### Supplied text
++++++++

# shipping to dubai



## sms310wwjd (Jul 14, 2011)

I am a christian and have a lot of christian books/Bibles/ apologetic books towards islam. is it ok to ship these books in my container to dubai?


----------



## Coldubs (Jun 11, 2011)

sms310wwjd said:


> I am a christian and have a lot of christian books/Bibles/ apologetic books towards islam. is it ok to ship these books in my container to dubai?


I recently received the rules and regulations from my shipping company to Dubai and includes the following statements:

- All shipments are subject to extensive physical inspection.
- All political and religious literature needs prior approval from the Ministry.
- Political and religious material which might be deemed offensive to the UAE government or the Islam faith is prohibited.

You may be risking them being thrown out if you bring them so I would suggest leaving them home.


----------



## tara_k (Apr 5, 2011)

sms310wwjd said:


> I am a christian and have a lot of christian books/Bibles/ apologetic books towards islam. is it ok to ship these books in my container to dubai?


I can tell you this much- customs WILL go through your things! We finally received our air shipment 1 week after it arrived. They had all that time to search our things. They found a small safe that we keep papers in. They informed us that they needed the key so they could go through it. (!). They released our shipment. Bottom line, if it is something that you care about that is offensive to this area, put in storage. Talk to your shipping consultant, if you have one. Good luck!


----------

++++++++

### Records provided
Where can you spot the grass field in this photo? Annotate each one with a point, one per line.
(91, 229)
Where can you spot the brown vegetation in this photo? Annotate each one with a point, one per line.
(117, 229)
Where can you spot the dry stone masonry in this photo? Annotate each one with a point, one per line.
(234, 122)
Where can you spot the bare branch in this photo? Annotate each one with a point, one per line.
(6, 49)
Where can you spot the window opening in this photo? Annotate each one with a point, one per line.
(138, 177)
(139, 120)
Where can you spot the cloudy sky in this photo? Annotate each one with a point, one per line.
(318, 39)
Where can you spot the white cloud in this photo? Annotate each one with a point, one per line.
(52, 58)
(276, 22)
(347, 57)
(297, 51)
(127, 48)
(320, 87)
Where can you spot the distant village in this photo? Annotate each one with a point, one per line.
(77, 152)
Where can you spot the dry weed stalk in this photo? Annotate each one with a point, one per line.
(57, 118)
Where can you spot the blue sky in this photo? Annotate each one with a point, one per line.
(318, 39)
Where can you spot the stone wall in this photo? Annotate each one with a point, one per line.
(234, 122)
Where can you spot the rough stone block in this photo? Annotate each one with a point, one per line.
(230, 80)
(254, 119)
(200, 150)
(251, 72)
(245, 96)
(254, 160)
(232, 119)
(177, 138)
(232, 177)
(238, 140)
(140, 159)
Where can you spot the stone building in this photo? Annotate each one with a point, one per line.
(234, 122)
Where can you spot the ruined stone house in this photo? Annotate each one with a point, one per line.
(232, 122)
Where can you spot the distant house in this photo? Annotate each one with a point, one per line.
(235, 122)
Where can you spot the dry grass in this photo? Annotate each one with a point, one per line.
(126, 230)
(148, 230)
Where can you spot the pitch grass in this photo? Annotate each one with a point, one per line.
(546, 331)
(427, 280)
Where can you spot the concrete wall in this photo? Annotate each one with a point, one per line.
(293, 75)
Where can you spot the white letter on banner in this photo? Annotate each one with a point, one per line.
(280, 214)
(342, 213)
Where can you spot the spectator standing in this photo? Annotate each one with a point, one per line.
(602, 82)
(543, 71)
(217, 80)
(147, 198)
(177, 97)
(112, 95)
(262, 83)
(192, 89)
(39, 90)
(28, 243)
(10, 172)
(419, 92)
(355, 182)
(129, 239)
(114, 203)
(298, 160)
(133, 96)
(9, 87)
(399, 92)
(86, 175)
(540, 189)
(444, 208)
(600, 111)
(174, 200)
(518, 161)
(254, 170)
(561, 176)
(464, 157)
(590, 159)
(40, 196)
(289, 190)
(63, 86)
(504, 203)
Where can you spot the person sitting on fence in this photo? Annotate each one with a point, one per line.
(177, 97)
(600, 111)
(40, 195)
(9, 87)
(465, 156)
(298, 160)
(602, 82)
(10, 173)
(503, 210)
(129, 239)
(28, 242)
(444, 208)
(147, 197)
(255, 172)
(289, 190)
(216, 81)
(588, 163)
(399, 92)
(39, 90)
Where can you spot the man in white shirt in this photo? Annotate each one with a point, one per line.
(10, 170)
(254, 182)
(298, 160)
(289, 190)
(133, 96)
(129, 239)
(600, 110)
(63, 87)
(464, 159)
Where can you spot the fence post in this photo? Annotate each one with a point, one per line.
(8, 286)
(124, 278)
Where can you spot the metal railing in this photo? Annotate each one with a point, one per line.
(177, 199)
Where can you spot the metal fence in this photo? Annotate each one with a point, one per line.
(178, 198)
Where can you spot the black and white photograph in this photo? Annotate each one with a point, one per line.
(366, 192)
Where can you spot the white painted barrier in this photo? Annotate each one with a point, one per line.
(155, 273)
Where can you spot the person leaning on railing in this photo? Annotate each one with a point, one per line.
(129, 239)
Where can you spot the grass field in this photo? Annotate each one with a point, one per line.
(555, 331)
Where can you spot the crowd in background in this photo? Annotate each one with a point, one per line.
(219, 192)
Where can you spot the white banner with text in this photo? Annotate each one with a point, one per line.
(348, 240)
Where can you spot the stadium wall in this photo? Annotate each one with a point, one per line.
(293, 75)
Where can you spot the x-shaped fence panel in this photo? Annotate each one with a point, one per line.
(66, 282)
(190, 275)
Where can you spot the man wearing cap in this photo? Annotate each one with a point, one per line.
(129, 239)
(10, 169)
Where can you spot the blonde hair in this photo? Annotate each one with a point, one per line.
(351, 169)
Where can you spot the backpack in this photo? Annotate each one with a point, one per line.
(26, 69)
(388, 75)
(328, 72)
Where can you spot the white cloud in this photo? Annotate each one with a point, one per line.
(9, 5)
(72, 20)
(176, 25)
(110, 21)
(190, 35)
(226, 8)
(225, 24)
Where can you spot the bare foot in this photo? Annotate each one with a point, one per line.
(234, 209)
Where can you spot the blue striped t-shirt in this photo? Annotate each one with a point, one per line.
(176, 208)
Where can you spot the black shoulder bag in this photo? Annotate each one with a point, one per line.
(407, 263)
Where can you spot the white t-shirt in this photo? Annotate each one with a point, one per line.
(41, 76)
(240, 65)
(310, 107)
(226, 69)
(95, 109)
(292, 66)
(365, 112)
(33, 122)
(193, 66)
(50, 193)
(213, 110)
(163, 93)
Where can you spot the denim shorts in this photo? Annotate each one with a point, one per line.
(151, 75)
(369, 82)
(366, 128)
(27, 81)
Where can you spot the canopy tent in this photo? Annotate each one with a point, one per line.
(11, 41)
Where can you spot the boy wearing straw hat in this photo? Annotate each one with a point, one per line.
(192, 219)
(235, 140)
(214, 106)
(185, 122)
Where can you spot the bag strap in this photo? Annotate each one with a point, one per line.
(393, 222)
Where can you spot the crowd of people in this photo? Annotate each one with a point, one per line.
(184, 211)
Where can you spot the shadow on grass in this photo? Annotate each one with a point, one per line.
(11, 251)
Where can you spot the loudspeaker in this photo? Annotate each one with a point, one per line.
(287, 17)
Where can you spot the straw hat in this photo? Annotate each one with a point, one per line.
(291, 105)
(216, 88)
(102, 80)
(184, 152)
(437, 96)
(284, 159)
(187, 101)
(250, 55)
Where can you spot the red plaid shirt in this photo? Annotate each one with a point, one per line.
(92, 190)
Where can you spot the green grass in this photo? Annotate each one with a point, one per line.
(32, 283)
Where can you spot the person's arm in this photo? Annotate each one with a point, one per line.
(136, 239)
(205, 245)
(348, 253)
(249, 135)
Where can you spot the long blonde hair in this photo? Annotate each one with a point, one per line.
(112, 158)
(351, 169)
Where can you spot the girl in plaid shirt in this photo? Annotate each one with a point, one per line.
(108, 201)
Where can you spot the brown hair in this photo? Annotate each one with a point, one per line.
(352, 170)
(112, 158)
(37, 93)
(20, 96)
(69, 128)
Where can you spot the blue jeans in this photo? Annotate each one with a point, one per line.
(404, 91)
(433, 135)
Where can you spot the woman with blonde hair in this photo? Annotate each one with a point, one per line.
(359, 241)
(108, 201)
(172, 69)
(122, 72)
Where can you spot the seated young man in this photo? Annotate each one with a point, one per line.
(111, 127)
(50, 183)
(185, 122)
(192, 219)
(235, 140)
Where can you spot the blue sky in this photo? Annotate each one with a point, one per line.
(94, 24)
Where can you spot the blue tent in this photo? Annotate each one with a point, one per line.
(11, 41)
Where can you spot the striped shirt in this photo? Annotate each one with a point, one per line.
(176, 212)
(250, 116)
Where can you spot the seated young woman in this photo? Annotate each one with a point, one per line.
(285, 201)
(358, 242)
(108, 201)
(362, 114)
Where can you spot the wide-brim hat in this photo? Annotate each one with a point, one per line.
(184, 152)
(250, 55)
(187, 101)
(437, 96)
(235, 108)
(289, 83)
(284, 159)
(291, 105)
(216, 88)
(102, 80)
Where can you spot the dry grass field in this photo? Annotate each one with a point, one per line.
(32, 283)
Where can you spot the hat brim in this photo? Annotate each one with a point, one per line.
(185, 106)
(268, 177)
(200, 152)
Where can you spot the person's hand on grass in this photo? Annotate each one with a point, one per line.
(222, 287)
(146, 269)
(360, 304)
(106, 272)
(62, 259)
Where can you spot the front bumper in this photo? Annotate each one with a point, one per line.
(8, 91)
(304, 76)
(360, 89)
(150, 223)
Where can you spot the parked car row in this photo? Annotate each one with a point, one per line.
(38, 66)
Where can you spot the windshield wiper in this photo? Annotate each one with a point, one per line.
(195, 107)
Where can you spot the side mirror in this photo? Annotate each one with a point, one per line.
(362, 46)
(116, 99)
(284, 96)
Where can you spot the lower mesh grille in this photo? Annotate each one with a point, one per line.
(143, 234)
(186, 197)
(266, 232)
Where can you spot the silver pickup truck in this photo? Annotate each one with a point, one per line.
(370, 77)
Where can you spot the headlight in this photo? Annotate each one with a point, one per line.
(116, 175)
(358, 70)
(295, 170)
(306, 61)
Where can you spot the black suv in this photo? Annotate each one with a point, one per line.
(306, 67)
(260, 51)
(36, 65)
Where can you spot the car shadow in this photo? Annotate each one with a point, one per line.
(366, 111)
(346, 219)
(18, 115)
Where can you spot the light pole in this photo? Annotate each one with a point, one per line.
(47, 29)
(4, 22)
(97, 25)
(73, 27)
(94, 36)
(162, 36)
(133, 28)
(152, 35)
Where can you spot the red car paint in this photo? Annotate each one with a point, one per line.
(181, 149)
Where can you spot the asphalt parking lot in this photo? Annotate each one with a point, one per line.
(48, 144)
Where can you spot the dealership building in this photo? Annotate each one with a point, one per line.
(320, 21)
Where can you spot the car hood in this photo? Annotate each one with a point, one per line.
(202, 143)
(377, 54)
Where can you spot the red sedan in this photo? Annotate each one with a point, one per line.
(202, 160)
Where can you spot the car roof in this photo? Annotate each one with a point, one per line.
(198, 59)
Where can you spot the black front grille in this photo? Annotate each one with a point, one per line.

++++++++

### Direction
Transcribe the portion of the shipping-to-Dubai thread above from "- All political" to "(Apr 5, 2011)".

### Reply
- All political and religious literature needs prior approval from the Ministry.
- Political and religious material which might be deemed offensive to the UAE government or the Islam faith is prohibited.

You may be risking them being thrown out if you bring them so I would suggest leaving them home.


----------



## tara_k (Apr 5, 2011)